_Supplied material_.

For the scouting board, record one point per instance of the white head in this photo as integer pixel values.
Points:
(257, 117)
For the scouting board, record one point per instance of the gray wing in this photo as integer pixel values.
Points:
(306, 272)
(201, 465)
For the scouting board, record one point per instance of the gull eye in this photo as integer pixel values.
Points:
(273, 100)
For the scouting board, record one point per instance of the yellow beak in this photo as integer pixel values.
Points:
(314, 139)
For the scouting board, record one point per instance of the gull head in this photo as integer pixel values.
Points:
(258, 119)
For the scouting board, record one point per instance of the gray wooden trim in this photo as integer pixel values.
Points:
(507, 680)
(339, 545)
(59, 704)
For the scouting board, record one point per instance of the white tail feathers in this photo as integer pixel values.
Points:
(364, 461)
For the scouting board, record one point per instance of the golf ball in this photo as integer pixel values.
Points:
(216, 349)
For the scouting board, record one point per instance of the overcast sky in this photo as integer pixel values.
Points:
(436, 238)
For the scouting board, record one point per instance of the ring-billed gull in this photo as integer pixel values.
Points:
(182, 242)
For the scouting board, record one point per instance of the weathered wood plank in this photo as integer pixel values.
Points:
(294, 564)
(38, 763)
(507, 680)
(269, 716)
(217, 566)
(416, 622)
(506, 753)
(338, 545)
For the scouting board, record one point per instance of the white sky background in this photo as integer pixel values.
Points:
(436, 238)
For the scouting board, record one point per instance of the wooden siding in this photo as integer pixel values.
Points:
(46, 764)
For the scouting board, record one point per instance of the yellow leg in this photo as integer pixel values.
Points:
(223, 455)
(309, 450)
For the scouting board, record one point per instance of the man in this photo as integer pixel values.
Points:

_Challenge_.
Print the whole listing above again, line by line, with every character unchanged.

_Reply to the task_.
For the scouting board, record one point per instance of the white head in this photo as integer pixel values.
Points:
(257, 117)
For the scouting board, record one point per instance of the gray wing in this photo as integer pixel values.
Points:
(306, 272)
(201, 465)
For the scouting board, record one point per instance of the gull eye in this photo as integer pixel values.
Points:
(273, 100)
For the scouting board, record one point per instance of the yellow beak in this photo as integer pixel values.
Points:
(314, 139)
For the scouting board, record one point per instance of the gull head in this photo as integer pixel values.
Points:
(258, 119)
For the scouting board, record one point per instance of the gray wooden trim in this photo as integer pixel values.
Points:
(507, 680)
(339, 545)
(59, 704)
For the scouting board, record one point per instance of the white tail feathers in this photo as integer pixel values.
Points:
(364, 461)
For the scouting board, record one point per instance of the golf ball in this photo as integer pixel values.
Points:
(216, 349)
For the scouting board, record one point per instance of the overcast sky in this photo as integer pixel values.
Points:
(436, 238)
For the scouting board, record one point per instance of the ring-billed gull in this photo as integer pixel values.
Points:
(182, 242)
For the scouting board, record one point per instance of the weathered wood plank in this photo as integer pixel values.
Points:
(294, 564)
(38, 763)
(507, 680)
(269, 716)
(217, 566)
(416, 622)
(506, 753)
(338, 545)
For the scouting board, record one point per instance of the white sky background in this photo as integer pixel values.
Points:
(436, 238)
For the scouting board, record one point per instance of the wooden siding in this photo as integer pixel values.
Points:
(46, 764)
For the scouting board, record one point per instance of the yellow leg in this photo as integer pixel values.
Points:
(223, 455)
(309, 450)
For the scouting board, record one point per instance of the man in this photo as integer pixel values.
Points:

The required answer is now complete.